### To do
Rewrite the entries from the line with "Q: For each instance of the grassy" to the line with "x=127 y=529", keeping every line. Multiply each answer coordinate by 1.1 and round it to the nearest whole number, halves up; every other line and number stays unchanged.

### Dataset records
-- Start --

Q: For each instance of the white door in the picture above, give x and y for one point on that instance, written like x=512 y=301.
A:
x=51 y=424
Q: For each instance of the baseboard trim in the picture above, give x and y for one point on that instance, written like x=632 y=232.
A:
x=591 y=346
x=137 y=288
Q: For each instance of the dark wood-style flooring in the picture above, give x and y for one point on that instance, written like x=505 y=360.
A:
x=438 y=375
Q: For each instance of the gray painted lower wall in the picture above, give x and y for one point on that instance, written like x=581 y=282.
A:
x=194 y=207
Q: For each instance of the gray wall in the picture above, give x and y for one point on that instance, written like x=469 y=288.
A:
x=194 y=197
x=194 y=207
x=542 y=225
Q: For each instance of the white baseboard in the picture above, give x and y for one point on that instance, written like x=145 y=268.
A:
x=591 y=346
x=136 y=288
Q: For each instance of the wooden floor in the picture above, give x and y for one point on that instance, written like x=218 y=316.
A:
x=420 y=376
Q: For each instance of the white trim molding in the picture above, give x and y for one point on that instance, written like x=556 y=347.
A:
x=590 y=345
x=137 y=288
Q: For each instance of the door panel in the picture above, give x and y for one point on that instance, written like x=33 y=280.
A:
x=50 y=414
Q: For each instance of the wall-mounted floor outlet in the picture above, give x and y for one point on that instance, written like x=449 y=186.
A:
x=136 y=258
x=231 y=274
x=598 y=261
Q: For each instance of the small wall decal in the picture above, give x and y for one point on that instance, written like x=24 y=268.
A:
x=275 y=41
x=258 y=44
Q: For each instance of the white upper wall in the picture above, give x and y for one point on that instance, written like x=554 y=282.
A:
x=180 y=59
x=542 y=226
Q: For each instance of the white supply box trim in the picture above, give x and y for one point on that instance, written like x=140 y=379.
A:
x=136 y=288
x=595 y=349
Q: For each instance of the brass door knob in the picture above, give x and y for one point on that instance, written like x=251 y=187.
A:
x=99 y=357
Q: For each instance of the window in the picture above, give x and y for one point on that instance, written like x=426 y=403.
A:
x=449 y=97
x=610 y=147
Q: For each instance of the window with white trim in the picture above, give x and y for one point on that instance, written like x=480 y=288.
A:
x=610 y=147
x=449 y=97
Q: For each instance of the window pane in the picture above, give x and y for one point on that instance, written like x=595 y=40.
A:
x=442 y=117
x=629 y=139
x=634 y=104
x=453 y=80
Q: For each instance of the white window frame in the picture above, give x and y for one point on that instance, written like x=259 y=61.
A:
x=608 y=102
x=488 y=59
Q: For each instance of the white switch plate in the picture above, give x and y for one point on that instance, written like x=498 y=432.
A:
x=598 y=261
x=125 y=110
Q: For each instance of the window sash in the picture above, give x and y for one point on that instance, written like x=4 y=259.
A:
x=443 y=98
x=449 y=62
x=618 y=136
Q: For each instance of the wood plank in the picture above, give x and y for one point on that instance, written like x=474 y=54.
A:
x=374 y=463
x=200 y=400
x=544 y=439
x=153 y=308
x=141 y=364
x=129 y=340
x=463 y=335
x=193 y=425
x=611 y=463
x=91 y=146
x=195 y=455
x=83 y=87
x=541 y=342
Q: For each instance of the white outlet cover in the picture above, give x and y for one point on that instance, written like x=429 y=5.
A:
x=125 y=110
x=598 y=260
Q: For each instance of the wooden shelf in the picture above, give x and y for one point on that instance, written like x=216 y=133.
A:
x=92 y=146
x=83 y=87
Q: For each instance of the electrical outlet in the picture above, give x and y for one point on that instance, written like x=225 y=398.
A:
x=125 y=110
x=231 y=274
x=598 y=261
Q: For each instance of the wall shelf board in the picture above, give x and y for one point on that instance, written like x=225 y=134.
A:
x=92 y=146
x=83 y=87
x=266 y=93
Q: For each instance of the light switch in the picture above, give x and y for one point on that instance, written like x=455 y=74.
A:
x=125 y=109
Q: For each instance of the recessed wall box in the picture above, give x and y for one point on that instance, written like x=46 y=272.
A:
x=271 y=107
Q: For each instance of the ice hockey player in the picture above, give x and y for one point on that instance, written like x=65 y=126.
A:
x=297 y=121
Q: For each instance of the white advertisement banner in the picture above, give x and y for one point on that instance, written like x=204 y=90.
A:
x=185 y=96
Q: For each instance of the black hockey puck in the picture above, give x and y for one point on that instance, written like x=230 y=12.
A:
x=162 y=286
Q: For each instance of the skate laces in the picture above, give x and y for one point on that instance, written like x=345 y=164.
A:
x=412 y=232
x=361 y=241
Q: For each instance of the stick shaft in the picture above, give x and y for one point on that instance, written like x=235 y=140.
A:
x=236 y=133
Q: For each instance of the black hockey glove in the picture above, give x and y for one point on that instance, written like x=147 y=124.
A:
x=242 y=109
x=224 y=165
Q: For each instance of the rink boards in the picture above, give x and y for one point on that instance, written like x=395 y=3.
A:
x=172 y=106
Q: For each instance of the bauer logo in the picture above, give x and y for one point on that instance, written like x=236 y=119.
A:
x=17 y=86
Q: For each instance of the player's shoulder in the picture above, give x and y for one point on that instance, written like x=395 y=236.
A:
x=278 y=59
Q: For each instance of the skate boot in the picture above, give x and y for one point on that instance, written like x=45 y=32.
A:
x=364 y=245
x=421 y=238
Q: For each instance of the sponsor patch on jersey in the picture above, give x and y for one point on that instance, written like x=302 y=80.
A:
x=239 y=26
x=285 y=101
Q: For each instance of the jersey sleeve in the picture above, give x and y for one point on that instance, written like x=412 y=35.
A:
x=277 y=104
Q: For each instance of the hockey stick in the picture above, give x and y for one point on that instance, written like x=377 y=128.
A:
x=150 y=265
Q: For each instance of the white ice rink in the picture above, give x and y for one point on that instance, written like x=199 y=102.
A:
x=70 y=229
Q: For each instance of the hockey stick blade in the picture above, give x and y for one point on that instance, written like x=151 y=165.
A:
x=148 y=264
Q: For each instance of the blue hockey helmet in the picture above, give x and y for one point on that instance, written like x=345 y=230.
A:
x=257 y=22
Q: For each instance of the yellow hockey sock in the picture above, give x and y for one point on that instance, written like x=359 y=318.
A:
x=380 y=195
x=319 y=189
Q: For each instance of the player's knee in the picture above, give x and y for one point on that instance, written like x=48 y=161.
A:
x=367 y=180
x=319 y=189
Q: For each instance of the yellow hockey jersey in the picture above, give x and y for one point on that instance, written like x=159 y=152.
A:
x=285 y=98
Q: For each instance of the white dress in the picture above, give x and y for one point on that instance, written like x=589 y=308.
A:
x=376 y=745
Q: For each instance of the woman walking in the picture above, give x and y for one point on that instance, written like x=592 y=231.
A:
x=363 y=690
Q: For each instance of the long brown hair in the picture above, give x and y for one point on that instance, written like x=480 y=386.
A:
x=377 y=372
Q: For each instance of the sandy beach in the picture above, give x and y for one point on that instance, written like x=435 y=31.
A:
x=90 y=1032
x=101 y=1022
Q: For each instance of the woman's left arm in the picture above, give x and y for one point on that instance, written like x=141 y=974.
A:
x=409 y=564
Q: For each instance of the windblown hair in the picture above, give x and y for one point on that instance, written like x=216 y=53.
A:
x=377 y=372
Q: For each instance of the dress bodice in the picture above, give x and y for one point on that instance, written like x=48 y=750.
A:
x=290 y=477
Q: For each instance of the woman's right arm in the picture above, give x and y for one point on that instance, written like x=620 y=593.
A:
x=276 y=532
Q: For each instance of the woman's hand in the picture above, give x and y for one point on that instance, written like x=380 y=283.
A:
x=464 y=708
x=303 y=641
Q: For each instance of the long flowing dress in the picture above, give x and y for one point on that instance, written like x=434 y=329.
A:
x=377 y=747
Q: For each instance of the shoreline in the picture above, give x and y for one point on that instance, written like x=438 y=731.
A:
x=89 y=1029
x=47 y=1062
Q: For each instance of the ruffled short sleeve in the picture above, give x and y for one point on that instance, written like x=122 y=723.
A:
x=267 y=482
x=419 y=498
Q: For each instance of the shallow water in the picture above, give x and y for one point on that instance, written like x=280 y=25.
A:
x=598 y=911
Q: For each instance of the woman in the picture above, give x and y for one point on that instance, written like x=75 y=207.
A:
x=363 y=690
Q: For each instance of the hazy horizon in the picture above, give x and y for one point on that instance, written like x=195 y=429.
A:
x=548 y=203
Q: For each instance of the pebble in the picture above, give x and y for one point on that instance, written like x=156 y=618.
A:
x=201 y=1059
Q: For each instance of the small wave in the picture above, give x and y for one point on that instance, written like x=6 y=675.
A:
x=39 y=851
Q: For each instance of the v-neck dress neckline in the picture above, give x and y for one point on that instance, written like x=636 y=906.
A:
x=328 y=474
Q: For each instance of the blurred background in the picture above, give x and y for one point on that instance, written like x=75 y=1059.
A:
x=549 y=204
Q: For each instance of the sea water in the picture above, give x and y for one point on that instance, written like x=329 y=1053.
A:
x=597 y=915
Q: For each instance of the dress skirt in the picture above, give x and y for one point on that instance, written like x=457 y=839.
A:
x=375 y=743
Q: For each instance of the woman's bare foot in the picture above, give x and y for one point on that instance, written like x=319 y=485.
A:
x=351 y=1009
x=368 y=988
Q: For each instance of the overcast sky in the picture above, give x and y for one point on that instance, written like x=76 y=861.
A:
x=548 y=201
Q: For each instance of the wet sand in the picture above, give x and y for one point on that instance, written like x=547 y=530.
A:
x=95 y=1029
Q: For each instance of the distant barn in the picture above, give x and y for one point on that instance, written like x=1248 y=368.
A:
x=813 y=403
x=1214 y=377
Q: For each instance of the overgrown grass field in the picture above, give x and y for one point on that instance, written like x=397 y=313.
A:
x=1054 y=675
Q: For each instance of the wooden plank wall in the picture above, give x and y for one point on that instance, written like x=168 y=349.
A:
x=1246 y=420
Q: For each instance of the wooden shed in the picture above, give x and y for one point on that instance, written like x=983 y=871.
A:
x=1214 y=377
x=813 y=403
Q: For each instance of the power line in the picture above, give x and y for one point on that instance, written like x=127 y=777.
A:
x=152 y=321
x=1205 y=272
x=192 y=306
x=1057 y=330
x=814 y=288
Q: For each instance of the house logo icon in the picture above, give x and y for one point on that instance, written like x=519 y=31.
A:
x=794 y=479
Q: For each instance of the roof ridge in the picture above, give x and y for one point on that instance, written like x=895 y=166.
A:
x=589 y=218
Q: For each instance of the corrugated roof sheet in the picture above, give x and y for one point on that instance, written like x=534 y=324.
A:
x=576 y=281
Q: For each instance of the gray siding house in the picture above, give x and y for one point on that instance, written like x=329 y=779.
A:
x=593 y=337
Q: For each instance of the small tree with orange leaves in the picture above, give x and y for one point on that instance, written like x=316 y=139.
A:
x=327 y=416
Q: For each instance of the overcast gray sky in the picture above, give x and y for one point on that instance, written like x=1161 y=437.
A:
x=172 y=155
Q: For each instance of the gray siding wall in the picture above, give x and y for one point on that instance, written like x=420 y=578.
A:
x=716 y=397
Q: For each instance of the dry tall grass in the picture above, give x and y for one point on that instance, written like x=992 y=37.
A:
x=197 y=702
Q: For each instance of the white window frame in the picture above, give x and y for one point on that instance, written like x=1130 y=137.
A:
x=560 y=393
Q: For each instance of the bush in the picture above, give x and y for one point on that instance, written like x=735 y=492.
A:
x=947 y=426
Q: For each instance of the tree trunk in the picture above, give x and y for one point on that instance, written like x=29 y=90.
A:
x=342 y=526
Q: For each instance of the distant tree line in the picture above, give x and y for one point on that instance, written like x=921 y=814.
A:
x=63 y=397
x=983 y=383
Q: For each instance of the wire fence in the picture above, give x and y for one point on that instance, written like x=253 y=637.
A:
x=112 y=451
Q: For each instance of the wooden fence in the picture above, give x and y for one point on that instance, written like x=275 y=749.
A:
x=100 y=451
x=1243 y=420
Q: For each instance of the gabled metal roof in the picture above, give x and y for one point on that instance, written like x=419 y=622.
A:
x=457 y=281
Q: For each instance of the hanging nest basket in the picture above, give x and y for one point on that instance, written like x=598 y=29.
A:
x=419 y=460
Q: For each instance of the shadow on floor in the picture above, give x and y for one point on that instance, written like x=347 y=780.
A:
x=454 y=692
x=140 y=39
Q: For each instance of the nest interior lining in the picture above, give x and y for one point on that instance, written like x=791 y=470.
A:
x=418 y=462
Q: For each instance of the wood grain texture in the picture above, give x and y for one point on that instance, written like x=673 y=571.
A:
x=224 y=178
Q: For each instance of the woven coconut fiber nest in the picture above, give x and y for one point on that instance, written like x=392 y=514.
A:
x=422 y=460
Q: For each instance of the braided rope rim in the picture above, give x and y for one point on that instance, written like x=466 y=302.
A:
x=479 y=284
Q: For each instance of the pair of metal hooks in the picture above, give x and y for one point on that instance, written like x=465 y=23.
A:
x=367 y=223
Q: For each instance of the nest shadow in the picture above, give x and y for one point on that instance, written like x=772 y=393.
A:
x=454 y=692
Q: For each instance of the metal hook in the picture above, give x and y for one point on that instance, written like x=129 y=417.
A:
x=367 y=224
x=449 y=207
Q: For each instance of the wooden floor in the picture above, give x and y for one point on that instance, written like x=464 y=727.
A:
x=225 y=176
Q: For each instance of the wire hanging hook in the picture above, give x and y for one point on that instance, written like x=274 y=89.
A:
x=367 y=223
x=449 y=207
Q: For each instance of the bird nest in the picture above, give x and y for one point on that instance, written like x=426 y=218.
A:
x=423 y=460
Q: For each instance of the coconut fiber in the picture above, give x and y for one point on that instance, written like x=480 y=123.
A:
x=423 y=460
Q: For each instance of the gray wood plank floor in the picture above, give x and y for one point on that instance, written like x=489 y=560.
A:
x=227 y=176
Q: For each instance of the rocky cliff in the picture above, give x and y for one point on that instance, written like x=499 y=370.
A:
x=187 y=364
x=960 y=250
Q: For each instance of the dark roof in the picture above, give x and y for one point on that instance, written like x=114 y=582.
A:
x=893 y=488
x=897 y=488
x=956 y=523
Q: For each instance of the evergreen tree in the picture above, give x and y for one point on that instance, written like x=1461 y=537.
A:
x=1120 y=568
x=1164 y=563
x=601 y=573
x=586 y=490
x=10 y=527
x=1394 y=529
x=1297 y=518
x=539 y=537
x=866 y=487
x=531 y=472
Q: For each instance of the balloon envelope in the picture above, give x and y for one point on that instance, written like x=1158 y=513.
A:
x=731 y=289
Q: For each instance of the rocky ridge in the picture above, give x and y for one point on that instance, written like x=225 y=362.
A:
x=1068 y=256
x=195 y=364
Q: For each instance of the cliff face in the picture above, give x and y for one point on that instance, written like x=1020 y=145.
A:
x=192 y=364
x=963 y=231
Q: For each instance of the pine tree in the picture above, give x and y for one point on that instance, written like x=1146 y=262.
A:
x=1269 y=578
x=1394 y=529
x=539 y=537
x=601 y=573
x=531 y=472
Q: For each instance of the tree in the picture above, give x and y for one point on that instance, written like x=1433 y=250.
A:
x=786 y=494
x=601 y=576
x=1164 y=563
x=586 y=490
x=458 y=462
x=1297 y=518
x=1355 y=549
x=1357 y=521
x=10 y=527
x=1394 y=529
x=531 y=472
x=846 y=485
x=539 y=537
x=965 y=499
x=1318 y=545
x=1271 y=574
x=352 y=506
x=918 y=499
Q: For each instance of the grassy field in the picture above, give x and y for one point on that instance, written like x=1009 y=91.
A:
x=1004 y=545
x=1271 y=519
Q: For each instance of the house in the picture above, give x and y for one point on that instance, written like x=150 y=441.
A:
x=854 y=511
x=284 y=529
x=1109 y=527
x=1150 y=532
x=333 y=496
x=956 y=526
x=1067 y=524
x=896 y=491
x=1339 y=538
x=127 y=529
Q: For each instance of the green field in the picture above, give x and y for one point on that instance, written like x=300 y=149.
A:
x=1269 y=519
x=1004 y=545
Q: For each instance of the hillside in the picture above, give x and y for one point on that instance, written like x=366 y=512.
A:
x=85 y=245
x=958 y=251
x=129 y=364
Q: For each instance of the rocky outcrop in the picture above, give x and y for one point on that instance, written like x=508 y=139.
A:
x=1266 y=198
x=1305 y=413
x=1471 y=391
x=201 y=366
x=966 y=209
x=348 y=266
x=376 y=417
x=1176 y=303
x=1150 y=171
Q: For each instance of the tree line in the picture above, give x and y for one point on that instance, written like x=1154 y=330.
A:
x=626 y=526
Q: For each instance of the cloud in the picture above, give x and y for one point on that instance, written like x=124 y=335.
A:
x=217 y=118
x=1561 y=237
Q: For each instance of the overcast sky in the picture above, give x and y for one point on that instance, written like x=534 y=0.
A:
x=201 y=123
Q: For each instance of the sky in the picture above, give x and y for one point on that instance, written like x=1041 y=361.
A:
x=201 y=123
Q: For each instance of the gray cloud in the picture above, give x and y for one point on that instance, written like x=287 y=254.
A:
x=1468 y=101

-- End --

### Correct result
Q: For each instance of the grassy field in the picture above, give x and y for one point on that instance, written like x=1009 y=91.
A:
x=1104 y=600
x=1398 y=571
Q: For each instance of the house in the picture above, give x and y for one point on that instance, written like x=150 y=441.
A:
x=939 y=562
x=312 y=582
x=1220 y=580
x=1265 y=585
x=366 y=546
x=1052 y=579
x=1174 y=576
x=986 y=540
x=1473 y=592
x=140 y=582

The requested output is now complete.